Excerpt provided:
URA closes tender for Canberra Drive and Fernvale Lane sites

Victor Kang4 Mar 2020

Canberra Drive GLS sites closed for tender

Parcels A and B received five and four bids respectively, while the EC site at Fernvale Lane was hotly-contested, with seven bids.

The tender for two private residential sites in Canberra Drive (Parcels A and B) and an executive condominium (EC) site in Fernvale Lane closed on Tuesday (3 March), with the land bids generally within market expectations.

“We believe developers probably took some comfort from the decent home sales in recent months and healthy buying interest in certain upcoming projects,” said Tricia Song, Head of Research for Singapore at Colliers International.

Canberra Drive’s Parcel A attracted five bids, with Oasis Development submitting the top bid of $129.2 million or $644 per sq ft per plot ratio (psf ppr).

The second highest offer of $124.9 million came from MCC Land (Singapore) and Greatview Group, while CSC Land Group (Singapore) submitted the lowest bid of $114 million.


Parcel B fetched four bids, with UOL-controlled United Venture Development (2020) placing the highest bid of $270.2 million or $650 psf ppr.

View details of the Canberra Drive sites here.

MCC Land (Singapore) and Greatview Group once again submitted the second-highest bid at $257.9 million. The lowest bid also came from CSC Land Group (Singapore) at $240 million.

Launched for sale under the Confirmed List of the Government Land Sale (GLS) programme for the second half of 2019, the two sites were initially listed as a single plot under the first half of the 2019 GLS programme. They are split into two plots on the Confirmed List to ensure that they will be more digestible and appealing to developers, said Desmond Sim, Head of Research for Southeast Asia at CBRE.

Read: Property price growth: Which districts had the highest price psf growth?

“Parcel B is almost twice as large as Parcel A, yielding up to 455 units while Parcel A can yield 220 units. The sites are attractive considering their proximity to Canberra MRT station, Sembawang Shopping Centre and Sun Plaza,” he added.

Requirements:
**A.** Decide whether each statement agrees with the article on the Canberra Drive and Fernvale Lane tender, answering yes or no and quoting the words that settle it: (i) Parcel A drew five bids; (ii) CSC Land Group (Singapore) placed the top bid for Parcel B; (iii) Parcel A can yield more units than Parcel B.
**B.** Extend the article on the Canberra Drive and Fernvale Lane land tender beyond its final sentence.

Excerpts of annotation records:
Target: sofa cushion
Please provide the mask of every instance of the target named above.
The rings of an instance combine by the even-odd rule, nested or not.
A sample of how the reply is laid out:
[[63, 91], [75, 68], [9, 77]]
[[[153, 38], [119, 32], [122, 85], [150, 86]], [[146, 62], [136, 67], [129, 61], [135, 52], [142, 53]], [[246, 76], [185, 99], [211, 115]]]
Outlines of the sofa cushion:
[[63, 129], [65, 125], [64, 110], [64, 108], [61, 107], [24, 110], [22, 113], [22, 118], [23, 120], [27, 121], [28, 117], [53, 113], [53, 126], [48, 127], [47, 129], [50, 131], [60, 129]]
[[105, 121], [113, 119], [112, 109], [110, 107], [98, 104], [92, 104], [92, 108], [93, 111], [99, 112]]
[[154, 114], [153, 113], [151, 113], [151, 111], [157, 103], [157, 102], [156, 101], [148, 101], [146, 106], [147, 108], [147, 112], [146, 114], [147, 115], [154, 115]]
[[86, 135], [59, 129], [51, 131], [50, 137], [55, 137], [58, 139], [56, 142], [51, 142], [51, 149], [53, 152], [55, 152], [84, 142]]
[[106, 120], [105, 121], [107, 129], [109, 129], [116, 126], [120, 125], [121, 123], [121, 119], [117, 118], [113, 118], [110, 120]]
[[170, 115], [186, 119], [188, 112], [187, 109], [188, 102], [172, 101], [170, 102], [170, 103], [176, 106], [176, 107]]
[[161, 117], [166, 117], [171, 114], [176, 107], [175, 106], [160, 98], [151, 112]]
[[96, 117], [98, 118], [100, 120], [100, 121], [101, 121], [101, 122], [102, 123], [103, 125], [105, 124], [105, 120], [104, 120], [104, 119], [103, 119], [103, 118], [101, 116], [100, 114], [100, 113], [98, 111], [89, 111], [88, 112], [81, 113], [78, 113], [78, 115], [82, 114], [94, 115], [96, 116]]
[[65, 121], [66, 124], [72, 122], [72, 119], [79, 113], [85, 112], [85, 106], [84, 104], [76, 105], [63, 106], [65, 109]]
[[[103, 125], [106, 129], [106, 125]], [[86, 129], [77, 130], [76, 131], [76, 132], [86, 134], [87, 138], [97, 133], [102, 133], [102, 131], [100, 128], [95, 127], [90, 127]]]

Task answers:
**A.**
(i) Yes: "Canberra Drive’s Parcel A attracted five bids"
(ii) No: "UOL-controlled United Venture Development (2020) placing the highest bid of $270.2 million"
(iii) No: "yielding up to 455 units while Parcel A can yield 220 units"

**B.**
In fact, Liam Wee Sin, Group Chief Executive of UOL, expects the site to attract “healthy demand from the large catchment of owner-occupiers and potential HDB upgraders due to the increasing popularity of Canberra as a new integrated estate”.

Meanwhile, the EC site at Fernvale Lane drew seven bids, with the bids tightly bunched between $500 psf and $555 psf – reflecting a consensus on the site’s demand and pricing.

FCL or Frasers Property offered the highest bid of $286.5 million or $555 psf ppr, “pipping the second-placed Sing Holdings and MCC Land by just 0.5%”, said Song.

“The top bid price is slightly above our expectation of $500 psf ppr,” she added.

Song believes developers’ confidence may have been “boosted by the recent stellar performance” at EC projects such as OLA Residences in nearby Anchorvale, which received 1,163 e-applications or over two times than the 548 units offered within the Spanish-themed development. The 496-unit Parc Canberra EC also saw 64% or 316 units snapped up at an average price of $1,085 psf during its February launch.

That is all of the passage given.